= The request =
Copy each record exactly as it reads, leaving out any pictures it holds.

= Available data =
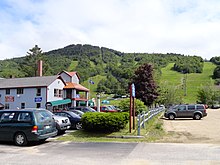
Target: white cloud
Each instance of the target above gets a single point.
(162, 26)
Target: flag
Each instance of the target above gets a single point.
(91, 82)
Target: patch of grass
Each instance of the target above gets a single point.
(152, 132)
(72, 66)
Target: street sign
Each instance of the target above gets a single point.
(38, 99)
(132, 90)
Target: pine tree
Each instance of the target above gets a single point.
(145, 86)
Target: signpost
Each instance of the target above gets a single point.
(132, 107)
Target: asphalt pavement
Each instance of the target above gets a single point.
(57, 152)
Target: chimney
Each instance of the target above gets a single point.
(40, 68)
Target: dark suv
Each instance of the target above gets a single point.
(195, 111)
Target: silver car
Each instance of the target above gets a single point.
(62, 123)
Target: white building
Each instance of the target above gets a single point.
(49, 92)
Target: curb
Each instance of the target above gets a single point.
(126, 137)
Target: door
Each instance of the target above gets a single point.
(6, 126)
(181, 111)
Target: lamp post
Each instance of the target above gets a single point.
(98, 102)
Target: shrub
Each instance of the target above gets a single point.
(104, 122)
(139, 105)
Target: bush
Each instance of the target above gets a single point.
(124, 105)
(104, 122)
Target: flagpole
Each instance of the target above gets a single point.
(89, 88)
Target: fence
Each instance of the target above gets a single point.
(145, 116)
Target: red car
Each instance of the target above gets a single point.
(105, 109)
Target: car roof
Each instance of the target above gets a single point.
(23, 110)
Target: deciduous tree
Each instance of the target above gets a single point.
(146, 88)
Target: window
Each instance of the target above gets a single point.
(58, 93)
(6, 106)
(38, 92)
(24, 117)
(199, 107)
(22, 105)
(7, 117)
(191, 107)
(20, 90)
(38, 105)
(182, 108)
(7, 92)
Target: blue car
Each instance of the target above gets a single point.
(75, 119)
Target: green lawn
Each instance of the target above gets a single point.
(193, 80)
(73, 66)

= Response =
Target: white cloud
Each instance of the target above gets a single point.
(162, 26)
Target: flag
Each instance of the target above gets a single point.
(91, 82)
Target: patch of grass
Each instance of the target above gets a single point.
(152, 132)
(72, 66)
Target: street sign
Each instance of the target above gets a single point.
(38, 99)
(132, 90)
Target: pine tree
Each instance of the target above gets a single point.
(145, 86)
Target: signpost
Each instance of the target above gets a single point.
(132, 107)
Target: asphalt pavement
Each instance of the target above gets a single point.
(57, 152)
Target: chimney
Each instance of the target above gets a single point.
(40, 68)
Target: dark suv
Each instance of the target above gets a single point.
(195, 111)
Target: silver car
Each instance of the target above gets a single point.
(62, 123)
Target: white building
Each instance of the target above gets a single point.
(49, 92)
Target: curb
Each instance of the target above gets a single point.
(126, 137)
Target: door
Each instance of the target above gets a single point.
(6, 126)
(181, 111)
Target: lamp post
Each instance of the target above gets a single point.
(98, 102)
Target: shrub
Each instance of the target above gets a single point.
(104, 122)
(139, 105)
Target: bush
Each instance of the target above gets a single point.
(124, 105)
(104, 122)
Target: flagpole
Each instance of the target above gets a single point.
(89, 88)
Target: fence
Each instance of the target above gets a single point.
(145, 116)
Target: red car
Each instance of the target above gets a single point.
(105, 109)
Target: car roof
Each instance of the target above gets a single point.
(23, 110)
Target: deciduous tree
Each instance of the target above gets a single point.
(146, 88)
Target: window
Each instance of the target above gets a single point.
(58, 93)
(6, 106)
(38, 92)
(24, 117)
(199, 107)
(22, 105)
(7, 117)
(191, 107)
(20, 90)
(38, 105)
(182, 108)
(7, 92)
Target: blue car
Each instance of the target above gets a single point.
(75, 119)
Target: green lawn
Each instance of the target above gets a single point.
(193, 80)
(73, 66)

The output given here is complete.